■ Instructions to follow: Rewrite the material below from its start through the line that has "box: [154, 15, 157, 89]", changing "approximate" to "loose" and keeping everything else as it is. Leave the pictures out of your answer.

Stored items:

┏━━

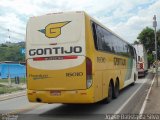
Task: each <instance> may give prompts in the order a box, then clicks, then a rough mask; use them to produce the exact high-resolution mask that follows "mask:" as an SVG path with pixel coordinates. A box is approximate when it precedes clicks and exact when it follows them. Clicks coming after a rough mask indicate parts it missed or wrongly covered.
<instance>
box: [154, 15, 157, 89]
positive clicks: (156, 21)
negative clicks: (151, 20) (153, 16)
mask: <svg viewBox="0 0 160 120" xmlns="http://www.w3.org/2000/svg"><path fill="white" fill-rule="evenodd" d="M153 27H154V34H155V62H156V81H157V87H158V64H157V35H156V27H157V21H156V15H154V17H153Z"/></svg>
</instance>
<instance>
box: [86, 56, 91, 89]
mask: <svg viewBox="0 0 160 120" xmlns="http://www.w3.org/2000/svg"><path fill="white" fill-rule="evenodd" d="M91 85H92V61H91V59H89V58H88V57H87V58H86V86H87V88H89V87H91Z"/></svg>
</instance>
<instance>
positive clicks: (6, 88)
mask: <svg viewBox="0 0 160 120" xmlns="http://www.w3.org/2000/svg"><path fill="white" fill-rule="evenodd" d="M19 90H23V88H20V87H9V86H5V85H0V94H5V93H12V92H15V91H19Z"/></svg>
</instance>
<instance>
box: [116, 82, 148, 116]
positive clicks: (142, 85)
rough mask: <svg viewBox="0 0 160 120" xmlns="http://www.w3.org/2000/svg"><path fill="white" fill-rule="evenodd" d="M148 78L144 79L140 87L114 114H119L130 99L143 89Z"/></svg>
mask: <svg viewBox="0 0 160 120" xmlns="http://www.w3.org/2000/svg"><path fill="white" fill-rule="evenodd" d="M147 80H148V79H146V80H144V82H143V83H142V84H141V85H140V87H139V88H138V89H137V90H136V91H135V92H134V93H133V94H132V95H131V96H130V97H129V98H128V99H127V101H125V103H123V105H122V106H121V107H120V108H119V109H118V110H117V111H116V112H115V113H114V114H119V113H120V112H121V110H122V109H123V108H124V107H125V106H126V105H127V104H128V103H129V101H130V100H131V99H132V98H133V96H134V95H135V94H136V93H137V92H138V91H139V90H140V89H141V87H142V86H143V84H144V83H145V82H146V81H147Z"/></svg>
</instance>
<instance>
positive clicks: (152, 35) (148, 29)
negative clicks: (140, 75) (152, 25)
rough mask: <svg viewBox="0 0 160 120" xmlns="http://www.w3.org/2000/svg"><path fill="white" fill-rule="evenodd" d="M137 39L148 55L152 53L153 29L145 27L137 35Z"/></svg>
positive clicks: (153, 33)
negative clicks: (139, 32) (144, 47)
mask: <svg viewBox="0 0 160 120" xmlns="http://www.w3.org/2000/svg"><path fill="white" fill-rule="evenodd" d="M137 39H139V42H140V43H142V44H143V45H144V47H145V48H146V50H147V51H148V53H152V51H153V50H154V30H153V29H151V28H149V27H146V28H145V29H143V30H142V32H141V33H140V34H139V35H138V37H137Z"/></svg>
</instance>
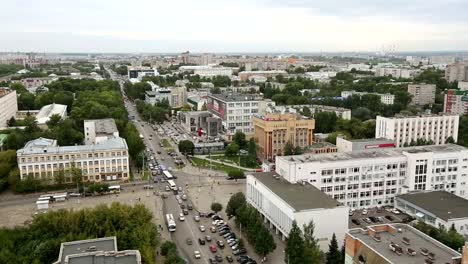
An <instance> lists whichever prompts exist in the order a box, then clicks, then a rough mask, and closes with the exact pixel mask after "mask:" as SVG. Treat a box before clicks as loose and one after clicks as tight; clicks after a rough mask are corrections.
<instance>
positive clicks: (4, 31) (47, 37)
mask: <svg viewBox="0 0 468 264" xmlns="http://www.w3.org/2000/svg"><path fill="white" fill-rule="evenodd" d="M39 2H40V3H39ZM461 2H462V1H456V0H446V1H444V2H440V3H439V2H436V1H434V0H428V1H424V2H423V1H421V0H408V1H403V0H395V1H382V0H374V1H370V0H361V1H359V3H356V2H355V1H347V0H341V1H339V0H329V1H320V2H318V1H305V0H303V1H301V0H291V1H284V0H251V1H247V0H238V1H235V2H233V1H227V0H199V1H183V0H172V1H163V0H134V1H125V0H114V1H110V0H102V1H91V0H80V1H79V2H77V3H74V4H70V3H69V2H68V1H59V0H44V1H27V0H23V1H21V0H20V1H9V2H6V3H4V4H3V6H2V7H3V9H4V10H9V11H8V12H4V13H3V14H2V16H0V23H1V24H2V25H8V26H5V27H2V28H0V34H1V35H2V39H5V41H3V40H2V41H0V51H1V50H8V51H11V50H15V51H17V50H23V51H29V50H32V51H74V52H79V51H83V52H93V51H99V52H106V51H107V52H143V51H144V52H179V51H181V50H191V51H196V52H197V51H199V52H207V51H213V52H242V51H246V52H262V51H263V52H271V51H280V52H281V51H301V52H304V51H320V50H323V51H359V50H366V51H376V50H379V49H380V48H381V46H382V45H389V44H391V45H396V46H397V49H398V50H431V49H432V50H450V49H463V48H465V47H466V46H468V26H467V25H468V22H467V20H468V19H467V18H466V17H464V16H462V15H461V12H463V10H465V9H464V8H462V6H461V5H462V3H461ZM458 17H460V18H458ZM442 18H444V19H442Z"/></svg>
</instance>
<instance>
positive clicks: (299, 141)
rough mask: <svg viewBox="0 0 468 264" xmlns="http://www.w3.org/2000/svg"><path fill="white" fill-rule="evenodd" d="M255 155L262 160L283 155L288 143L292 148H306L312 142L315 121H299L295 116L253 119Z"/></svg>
mask: <svg viewBox="0 0 468 264" xmlns="http://www.w3.org/2000/svg"><path fill="white" fill-rule="evenodd" d="M252 120H253V125H254V130H255V141H256V143H257V154H258V156H259V157H260V158H263V159H274V157H275V156H278V155H283V151H284V146H285V145H286V143H287V142H288V141H290V142H291V143H292V144H293V145H294V147H297V146H299V147H301V148H304V147H307V146H310V145H311V144H312V142H313V140H312V139H313V138H312V135H313V130H314V128H315V120H313V119H301V117H300V116H298V115H295V114H268V115H266V116H255V117H254V118H253V119H252Z"/></svg>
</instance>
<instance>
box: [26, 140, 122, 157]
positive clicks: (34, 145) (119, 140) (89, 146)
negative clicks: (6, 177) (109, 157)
mask: <svg viewBox="0 0 468 264" xmlns="http://www.w3.org/2000/svg"><path fill="white" fill-rule="evenodd" d="M114 149H115V150H121V149H128V147H127V142H126V141H125V139H123V138H120V137H115V138H110V139H108V140H105V141H102V142H99V143H97V144H93V145H78V146H63V147H60V146H58V145H57V141H55V140H52V139H47V138H38V139H35V140H31V141H29V142H28V143H26V145H25V146H24V148H22V149H19V150H18V151H17V154H18V156H20V155H30V154H60V153H66V152H81V151H88V152H89V151H99V150H114Z"/></svg>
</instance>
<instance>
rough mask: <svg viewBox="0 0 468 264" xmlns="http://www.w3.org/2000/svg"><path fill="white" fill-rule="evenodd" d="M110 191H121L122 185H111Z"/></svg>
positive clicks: (111, 192) (119, 192)
mask: <svg viewBox="0 0 468 264" xmlns="http://www.w3.org/2000/svg"><path fill="white" fill-rule="evenodd" d="M109 193H120V185H111V186H109Z"/></svg>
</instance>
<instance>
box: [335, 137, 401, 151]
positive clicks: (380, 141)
mask: <svg viewBox="0 0 468 264" xmlns="http://www.w3.org/2000/svg"><path fill="white" fill-rule="evenodd" d="M336 146H337V148H338V151H339V152H352V151H360V150H366V149H380V148H394V147H395V141H393V140H392V139H386V138H368V139H345V138H344V137H343V136H337V137H336Z"/></svg>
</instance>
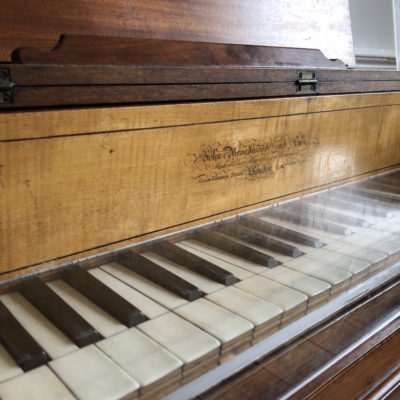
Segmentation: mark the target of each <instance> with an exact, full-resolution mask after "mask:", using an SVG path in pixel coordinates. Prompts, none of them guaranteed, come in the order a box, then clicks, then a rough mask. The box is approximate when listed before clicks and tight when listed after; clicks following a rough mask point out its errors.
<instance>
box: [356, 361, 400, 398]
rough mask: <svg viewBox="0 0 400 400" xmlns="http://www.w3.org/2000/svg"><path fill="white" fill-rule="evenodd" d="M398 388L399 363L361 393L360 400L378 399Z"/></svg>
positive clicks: (385, 396)
mask: <svg viewBox="0 0 400 400" xmlns="http://www.w3.org/2000/svg"><path fill="white" fill-rule="evenodd" d="M399 388H400V364H398V365H396V366H395V367H393V368H392V369H391V370H390V371H389V372H388V373H387V374H386V375H385V376H384V377H383V378H382V379H381V380H380V381H379V382H377V384H375V385H374V386H373V387H372V389H370V390H369V391H368V392H367V393H365V394H363V395H362V396H361V398H360V400H364V399H366V400H367V399H368V400H379V399H384V398H386V396H387V395H390V394H391V393H393V392H395V391H396V390H398V389H399Z"/></svg>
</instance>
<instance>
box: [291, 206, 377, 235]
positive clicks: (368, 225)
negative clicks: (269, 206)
mask: <svg viewBox="0 0 400 400" xmlns="http://www.w3.org/2000/svg"><path fill="white" fill-rule="evenodd" d="M288 209H289V210H291V211H293V212H295V213H298V214H299V213H301V214H307V215H309V216H312V217H317V218H320V219H321V220H327V221H333V222H337V223H339V224H345V225H350V226H356V227H362V228H366V227H368V226H369V225H370V223H369V222H367V221H365V220H363V219H361V218H356V217H352V216H350V215H346V214H341V213H340V212H336V211H332V210H328V209H326V208H323V207H320V206H318V205H314V204H307V203H303V202H302V201H301V202H294V203H292V204H290V206H289V205H288Z"/></svg>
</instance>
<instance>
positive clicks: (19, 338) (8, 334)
mask: <svg viewBox="0 0 400 400" xmlns="http://www.w3.org/2000/svg"><path fill="white" fill-rule="evenodd" d="M0 342H1V344H2V345H3V346H4V348H5V349H6V350H7V351H8V353H9V354H10V355H11V357H12V358H13V359H14V361H15V362H16V363H17V364H18V365H19V366H20V367H21V368H22V369H23V370H24V371H29V370H31V369H33V368H36V367H40V366H41V365H43V364H46V363H47V362H48V361H50V357H49V356H48V354H47V353H46V352H45V351H44V350H43V349H42V348H41V347H40V346H39V344H38V343H37V342H36V341H35V339H33V337H32V336H31V335H30V334H29V333H28V332H27V331H26V330H25V328H24V327H23V326H22V325H21V324H20V323H19V322H18V320H17V319H16V318H15V317H14V316H13V315H12V314H11V312H10V311H9V310H8V308H7V307H6V306H5V305H4V304H3V303H2V302H1V301H0Z"/></svg>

┗━━

■ Response area:
Task: each <instance> may give prompts in the order a box, then clicks, then a rough mask; use them to produce the exact high-resolution mask that follows "mask:" as an SVG path with pixel coordinates. A box is loose when it precedes clicks and exact when it follows them. Clicks coming after a rough mask indicate parts it missed or wrongly covered.
<instance>
box: [154, 15, 157, 89]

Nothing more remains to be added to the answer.